▶ _Your goal_:
Set down, without alteration, the lines from the one that contains "Query: green grass" through the final line of the material below.
# start of Exercise materials
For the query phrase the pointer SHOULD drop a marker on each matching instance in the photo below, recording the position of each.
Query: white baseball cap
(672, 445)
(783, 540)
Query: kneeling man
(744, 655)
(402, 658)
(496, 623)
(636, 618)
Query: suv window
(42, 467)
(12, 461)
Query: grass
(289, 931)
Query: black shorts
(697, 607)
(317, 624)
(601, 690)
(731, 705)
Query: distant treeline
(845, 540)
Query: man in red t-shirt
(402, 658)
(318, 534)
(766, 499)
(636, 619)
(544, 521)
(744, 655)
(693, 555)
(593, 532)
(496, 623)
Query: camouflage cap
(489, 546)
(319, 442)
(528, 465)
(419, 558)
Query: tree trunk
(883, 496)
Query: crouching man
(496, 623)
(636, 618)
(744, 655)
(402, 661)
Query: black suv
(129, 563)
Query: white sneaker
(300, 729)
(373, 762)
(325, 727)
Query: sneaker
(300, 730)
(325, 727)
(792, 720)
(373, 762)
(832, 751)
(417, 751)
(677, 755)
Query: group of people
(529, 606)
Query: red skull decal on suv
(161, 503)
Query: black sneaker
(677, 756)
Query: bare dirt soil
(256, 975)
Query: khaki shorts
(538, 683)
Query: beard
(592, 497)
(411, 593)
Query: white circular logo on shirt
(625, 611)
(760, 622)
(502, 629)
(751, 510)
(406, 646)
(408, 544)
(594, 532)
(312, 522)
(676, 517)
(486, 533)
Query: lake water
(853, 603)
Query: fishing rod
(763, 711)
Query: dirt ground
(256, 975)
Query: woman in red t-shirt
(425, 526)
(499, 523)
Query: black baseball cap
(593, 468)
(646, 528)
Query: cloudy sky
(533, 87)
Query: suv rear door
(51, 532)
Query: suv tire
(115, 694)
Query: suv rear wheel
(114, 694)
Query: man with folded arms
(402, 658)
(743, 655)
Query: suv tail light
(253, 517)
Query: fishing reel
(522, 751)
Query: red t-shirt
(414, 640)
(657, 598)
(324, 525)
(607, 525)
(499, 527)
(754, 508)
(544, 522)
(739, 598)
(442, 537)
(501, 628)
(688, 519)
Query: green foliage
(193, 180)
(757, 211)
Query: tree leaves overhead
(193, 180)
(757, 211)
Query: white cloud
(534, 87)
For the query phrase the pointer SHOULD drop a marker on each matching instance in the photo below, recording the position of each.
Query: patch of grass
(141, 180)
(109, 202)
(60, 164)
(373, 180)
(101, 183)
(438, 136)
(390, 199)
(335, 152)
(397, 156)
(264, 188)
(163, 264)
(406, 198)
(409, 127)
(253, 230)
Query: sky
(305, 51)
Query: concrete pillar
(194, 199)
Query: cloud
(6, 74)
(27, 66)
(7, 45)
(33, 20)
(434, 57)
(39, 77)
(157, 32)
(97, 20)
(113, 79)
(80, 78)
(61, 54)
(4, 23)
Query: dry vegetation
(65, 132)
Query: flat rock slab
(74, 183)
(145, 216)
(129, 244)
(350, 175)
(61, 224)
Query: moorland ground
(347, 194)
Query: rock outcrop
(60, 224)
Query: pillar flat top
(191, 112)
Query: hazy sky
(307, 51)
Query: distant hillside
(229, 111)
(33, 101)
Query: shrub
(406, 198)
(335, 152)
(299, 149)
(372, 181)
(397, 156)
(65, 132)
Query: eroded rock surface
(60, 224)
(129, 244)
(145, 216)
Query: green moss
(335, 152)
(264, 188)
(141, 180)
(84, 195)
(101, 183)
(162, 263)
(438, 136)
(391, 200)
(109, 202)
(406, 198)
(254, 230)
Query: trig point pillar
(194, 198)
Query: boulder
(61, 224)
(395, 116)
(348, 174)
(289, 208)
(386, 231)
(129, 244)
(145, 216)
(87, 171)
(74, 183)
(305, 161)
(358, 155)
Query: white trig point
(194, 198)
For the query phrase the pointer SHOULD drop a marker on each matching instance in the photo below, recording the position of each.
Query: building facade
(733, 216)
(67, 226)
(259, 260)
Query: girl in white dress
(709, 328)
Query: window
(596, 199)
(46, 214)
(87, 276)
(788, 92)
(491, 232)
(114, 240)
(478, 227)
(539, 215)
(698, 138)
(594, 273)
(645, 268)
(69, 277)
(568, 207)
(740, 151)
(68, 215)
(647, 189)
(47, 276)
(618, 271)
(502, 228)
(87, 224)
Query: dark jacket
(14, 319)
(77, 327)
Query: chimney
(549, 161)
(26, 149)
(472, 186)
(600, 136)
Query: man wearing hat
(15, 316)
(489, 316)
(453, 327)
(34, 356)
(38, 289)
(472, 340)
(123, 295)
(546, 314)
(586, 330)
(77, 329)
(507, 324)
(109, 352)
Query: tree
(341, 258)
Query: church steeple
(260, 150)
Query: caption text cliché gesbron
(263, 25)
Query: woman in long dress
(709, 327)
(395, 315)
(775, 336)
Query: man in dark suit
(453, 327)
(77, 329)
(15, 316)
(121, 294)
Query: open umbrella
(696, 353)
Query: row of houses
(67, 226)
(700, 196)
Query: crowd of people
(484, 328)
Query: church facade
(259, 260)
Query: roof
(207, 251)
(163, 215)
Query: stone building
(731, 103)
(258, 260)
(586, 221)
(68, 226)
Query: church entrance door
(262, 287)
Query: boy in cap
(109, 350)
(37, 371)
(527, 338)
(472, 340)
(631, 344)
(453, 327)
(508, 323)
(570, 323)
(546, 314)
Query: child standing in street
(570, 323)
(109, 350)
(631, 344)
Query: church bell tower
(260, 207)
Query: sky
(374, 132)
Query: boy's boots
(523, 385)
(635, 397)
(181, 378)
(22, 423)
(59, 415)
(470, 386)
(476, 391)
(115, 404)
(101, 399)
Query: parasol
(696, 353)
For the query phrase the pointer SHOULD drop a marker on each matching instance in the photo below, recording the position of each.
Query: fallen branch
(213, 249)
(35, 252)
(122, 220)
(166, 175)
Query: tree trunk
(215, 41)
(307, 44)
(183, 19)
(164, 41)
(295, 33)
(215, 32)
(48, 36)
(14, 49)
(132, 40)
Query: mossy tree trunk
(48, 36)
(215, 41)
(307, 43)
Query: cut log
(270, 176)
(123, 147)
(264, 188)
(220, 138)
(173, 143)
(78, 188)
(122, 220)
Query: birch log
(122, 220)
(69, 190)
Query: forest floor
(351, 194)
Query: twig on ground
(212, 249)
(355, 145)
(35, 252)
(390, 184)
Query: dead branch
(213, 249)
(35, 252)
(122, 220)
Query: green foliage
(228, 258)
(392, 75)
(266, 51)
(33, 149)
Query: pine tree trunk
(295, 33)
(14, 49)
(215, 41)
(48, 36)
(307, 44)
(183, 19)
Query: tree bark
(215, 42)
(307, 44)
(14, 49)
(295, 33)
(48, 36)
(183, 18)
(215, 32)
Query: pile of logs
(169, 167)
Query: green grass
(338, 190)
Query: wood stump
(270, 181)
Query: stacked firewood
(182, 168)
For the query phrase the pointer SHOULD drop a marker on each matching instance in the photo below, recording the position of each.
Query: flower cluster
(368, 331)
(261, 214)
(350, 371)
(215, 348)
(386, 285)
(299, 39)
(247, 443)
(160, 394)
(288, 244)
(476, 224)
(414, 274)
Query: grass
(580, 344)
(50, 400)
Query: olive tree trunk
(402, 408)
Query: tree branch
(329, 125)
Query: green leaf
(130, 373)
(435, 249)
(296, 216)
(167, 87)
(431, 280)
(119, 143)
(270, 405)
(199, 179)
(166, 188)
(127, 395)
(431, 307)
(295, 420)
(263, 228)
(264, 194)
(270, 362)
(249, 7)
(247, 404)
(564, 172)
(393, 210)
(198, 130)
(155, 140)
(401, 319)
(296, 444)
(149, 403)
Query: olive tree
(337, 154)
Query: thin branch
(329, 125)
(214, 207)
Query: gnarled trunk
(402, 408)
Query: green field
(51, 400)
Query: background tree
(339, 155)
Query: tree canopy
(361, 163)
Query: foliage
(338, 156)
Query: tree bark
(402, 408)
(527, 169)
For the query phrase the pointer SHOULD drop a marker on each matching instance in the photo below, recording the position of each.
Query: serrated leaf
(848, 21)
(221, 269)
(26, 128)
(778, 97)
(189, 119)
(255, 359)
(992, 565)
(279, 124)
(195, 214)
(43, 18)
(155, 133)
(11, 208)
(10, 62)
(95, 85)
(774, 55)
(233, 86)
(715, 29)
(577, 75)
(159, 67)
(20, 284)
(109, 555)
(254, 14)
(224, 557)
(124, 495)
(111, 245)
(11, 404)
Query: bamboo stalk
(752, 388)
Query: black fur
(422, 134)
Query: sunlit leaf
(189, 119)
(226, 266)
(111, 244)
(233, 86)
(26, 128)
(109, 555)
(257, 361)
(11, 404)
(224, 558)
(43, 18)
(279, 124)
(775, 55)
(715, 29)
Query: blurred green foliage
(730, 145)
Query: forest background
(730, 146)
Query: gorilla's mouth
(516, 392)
# end of Exercise materials
▶ _The completed task_:
Query: green grass
(338, 190)
Query: wood stump
(270, 181)
Query: stacked firewood
(182, 168)
For the query phrase the pointer SHOULD drop a marker on each matching instance in the photo below, recording the position of each.
Query: flower cluster
(368, 331)
(261, 214)
(350, 371)
(215, 348)
(386, 285)
(299, 39)
(247, 443)
(160, 394)
(288, 244)
(476, 224)
(414, 274)
Query: grass
(580, 344)
(50, 400)
Query: olive tree trunk
(402, 408)
Query: tree branch
(329, 125)
Query: green leaf
(130, 373)
(435, 249)
(296, 216)
(167, 87)
(431, 280)
(119, 143)
(270, 405)
(199, 179)
(166, 188)
(127, 395)
(431, 307)
(295, 420)
(263, 228)
(264, 194)
(270, 362)
(249, 7)
(247, 404)
(564, 172)
(393, 210)
(198, 130)
(155, 140)
(401, 319)
(296, 444)
(149, 403)
Query: olive tree
(337, 154)
Query: thin branch
(329, 125)
(214, 207)
Query: gnarled trunk
(402, 408)
Query: green field
(51, 400)
Query: background tree
(339, 155)
Query: tree canopy
(361, 163)
Query: foliage
(338, 156)
Query: tree bark
(402, 408)
(527, 169)
For the query phrase the pointer SHOULD drop a marker on each matching instance in the photo below, recording the position of each.
Query: serrated leaf
(848, 21)
(221, 269)
(26, 128)
(778, 97)
(189, 119)
(255, 359)
(992, 565)
(279, 124)
(195, 214)
(43, 18)
(155, 133)
(11, 208)
(10, 62)
(95, 85)
(774, 55)
(233, 86)
(715, 29)
(577, 75)
(159, 67)
(20, 284)
(109, 555)
(254, 14)
(224, 557)
(124, 495)
(111, 245)
(11, 404)
Query: bamboo stalk
(752, 388)
Query: black fur
(422, 134)
Query: sunlit leaf
(189, 119)
(226, 266)
(111, 244)
(233, 86)
(26, 128)
(109, 555)
(257, 361)
(11, 404)
(224, 558)
(43, 18)
(279, 124)
(775, 55)
(715, 29)
Query: blurred green foliage
(730, 145)
Query: forest background
(730, 146)
Query: gorilla's mouth
(516, 392)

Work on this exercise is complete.